__EXCERPTED PASSAGE__:
■ ■ ■

25

I have read some frameworks source code recently and noticed that they written the clear() method of a list-like data structure like this. Delete the elements one by one.

while (_arr.length > 0 )
{

    remove(_arr[0]);

}       

(maybe the above look like a little confusing,but it's because the native array type in this language itself was a dynamic array) or

 for (int i = 0; i < size; i++)
  { elementData[i] = null;}
 size = 0;

But i remembered i have written some code like this. The list decorated native array type,and I have written clear() method like this.

 _arr=new Array();
 _size=0;

instantiate a new native array type directly.

and this code are written in the language that has the garbage collection. so I think all elements finally will be collected,so why there need a loop?Is a new will be fast?

■ ■ ■

__EXTRACTED ENTRIES__:
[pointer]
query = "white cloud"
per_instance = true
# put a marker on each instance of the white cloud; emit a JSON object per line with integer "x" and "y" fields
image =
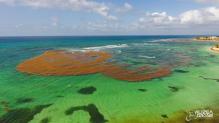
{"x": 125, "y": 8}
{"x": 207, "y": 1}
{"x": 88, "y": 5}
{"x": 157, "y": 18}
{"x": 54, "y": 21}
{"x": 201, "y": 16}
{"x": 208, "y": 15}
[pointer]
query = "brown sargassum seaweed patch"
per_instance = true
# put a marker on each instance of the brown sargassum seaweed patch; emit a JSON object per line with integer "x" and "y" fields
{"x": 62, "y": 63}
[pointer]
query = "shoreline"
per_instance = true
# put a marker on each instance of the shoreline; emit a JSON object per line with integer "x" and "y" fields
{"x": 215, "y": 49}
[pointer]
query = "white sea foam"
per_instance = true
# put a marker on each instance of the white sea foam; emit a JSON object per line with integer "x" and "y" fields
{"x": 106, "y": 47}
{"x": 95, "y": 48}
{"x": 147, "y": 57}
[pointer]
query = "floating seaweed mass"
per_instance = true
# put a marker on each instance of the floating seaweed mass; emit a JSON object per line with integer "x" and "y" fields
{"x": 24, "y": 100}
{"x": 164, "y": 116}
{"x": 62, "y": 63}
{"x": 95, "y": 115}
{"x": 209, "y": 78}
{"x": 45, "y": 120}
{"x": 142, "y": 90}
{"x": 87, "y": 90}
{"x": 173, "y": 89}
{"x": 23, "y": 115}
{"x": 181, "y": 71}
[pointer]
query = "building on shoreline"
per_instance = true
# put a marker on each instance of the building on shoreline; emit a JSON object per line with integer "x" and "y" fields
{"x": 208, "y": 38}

■ ■ ■

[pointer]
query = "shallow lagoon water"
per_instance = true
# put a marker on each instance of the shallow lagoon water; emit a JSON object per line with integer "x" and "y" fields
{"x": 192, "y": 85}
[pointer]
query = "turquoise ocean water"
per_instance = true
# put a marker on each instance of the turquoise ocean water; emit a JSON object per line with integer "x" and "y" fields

■ ■ ■

__TO BE DONE__:
1. Reproduce the forum post about clear() methods word for word, from "(maybe the above" to "< size; i++)".
2. How many lines of the records contain the string "floating", matching case exactly? Give only the number.
The forum post and the records have no connection to each other.

__THE ANSWERS__:
1.
(maybe the above look like a little confusing,but it's because the native array type in this language itself was a dynamic array) or

 for (int i = 0; i < size; i++)

2. 2